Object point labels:
---*---

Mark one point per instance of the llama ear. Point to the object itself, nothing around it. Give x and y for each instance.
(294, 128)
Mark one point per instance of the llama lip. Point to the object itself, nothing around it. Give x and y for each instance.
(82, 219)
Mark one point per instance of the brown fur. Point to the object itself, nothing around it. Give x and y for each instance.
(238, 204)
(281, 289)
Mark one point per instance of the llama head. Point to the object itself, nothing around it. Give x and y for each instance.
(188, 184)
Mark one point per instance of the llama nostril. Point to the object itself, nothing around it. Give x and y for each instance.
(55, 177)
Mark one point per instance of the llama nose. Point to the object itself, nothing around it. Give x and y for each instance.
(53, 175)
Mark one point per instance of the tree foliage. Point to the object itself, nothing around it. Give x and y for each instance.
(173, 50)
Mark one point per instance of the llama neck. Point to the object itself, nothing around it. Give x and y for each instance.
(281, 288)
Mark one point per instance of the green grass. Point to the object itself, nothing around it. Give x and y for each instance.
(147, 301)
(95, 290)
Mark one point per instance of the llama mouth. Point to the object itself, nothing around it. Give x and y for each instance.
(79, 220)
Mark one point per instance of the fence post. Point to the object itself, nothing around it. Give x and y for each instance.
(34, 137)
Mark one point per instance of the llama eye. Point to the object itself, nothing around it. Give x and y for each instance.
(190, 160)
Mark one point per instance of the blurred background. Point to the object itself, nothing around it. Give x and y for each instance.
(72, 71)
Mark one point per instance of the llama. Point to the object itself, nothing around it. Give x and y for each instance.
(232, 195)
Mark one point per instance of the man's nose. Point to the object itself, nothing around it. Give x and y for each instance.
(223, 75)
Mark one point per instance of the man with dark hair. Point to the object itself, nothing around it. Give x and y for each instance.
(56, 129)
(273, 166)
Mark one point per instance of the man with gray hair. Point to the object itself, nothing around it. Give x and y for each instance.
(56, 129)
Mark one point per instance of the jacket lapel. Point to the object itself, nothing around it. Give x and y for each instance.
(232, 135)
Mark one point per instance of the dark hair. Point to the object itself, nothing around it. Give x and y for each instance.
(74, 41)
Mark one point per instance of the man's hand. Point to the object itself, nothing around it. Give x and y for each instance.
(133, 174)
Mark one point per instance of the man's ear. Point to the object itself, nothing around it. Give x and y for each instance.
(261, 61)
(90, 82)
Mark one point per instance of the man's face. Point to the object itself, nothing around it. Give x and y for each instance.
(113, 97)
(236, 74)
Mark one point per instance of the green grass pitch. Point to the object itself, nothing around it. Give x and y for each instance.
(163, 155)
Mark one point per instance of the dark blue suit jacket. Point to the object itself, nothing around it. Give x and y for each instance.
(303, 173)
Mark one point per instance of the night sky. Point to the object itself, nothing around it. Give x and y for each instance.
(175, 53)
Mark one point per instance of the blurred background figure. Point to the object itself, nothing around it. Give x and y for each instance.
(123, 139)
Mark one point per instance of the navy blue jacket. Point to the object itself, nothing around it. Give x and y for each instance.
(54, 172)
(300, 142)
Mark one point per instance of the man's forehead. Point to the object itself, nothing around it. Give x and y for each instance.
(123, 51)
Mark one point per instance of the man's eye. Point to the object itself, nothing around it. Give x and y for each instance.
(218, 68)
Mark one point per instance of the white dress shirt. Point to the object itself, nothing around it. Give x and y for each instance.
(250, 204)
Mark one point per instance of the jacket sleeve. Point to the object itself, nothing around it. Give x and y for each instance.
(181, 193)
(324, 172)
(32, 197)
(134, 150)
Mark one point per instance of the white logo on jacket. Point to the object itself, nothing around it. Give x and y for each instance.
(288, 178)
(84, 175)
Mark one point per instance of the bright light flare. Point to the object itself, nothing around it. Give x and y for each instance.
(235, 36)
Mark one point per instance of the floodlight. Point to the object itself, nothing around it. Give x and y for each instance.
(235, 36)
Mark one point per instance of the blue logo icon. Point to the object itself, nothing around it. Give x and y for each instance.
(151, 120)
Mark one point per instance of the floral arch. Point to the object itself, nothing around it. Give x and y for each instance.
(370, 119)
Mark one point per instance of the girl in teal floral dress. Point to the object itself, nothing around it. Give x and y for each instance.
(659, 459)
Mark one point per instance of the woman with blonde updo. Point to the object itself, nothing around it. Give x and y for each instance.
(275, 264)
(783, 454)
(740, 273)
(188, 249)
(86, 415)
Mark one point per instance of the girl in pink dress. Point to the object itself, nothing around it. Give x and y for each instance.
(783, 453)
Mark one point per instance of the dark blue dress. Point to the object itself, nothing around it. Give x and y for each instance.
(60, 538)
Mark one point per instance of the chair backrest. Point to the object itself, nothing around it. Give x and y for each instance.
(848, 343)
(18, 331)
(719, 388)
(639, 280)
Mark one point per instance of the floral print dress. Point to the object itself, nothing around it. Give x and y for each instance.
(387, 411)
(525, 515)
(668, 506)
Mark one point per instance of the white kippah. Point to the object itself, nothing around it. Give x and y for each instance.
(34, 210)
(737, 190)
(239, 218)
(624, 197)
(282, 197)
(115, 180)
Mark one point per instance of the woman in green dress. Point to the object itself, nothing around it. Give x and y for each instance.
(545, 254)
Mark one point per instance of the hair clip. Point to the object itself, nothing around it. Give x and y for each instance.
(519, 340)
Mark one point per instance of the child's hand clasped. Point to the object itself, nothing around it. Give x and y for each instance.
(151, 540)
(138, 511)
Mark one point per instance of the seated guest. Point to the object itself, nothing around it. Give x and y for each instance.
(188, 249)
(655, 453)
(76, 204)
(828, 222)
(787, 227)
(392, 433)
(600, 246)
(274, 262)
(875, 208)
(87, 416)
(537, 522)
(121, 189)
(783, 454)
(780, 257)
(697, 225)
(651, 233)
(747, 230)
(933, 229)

---*---

**What is expected:** In the items from the line with "Mark one point per instance of the child's" through the last item, replace "object" with "thing". Write out only those lines, keeping everything else the same.

**Solution for this problem:**
Mark one point per instance of the child's hand clasped. Point to the thing itself, nothing around it. Give x and y for each instance.
(151, 540)
(138, 511)
Mark one point per instance of the seated guest. Point to the thing itself, nothing around it. Give x and y for each instance.
(188, 249)
(655, 453)
(76, 204)
(828, 222)
(787, 227)
(392, 433)
(600, 246)
(274, 262)
(875, 208)
(87, 416)
(537, 522)
(121, 189)
(783, 454)
(780, 257)
(697, 225)
(651, 233)
(747, 230)
(933, 229)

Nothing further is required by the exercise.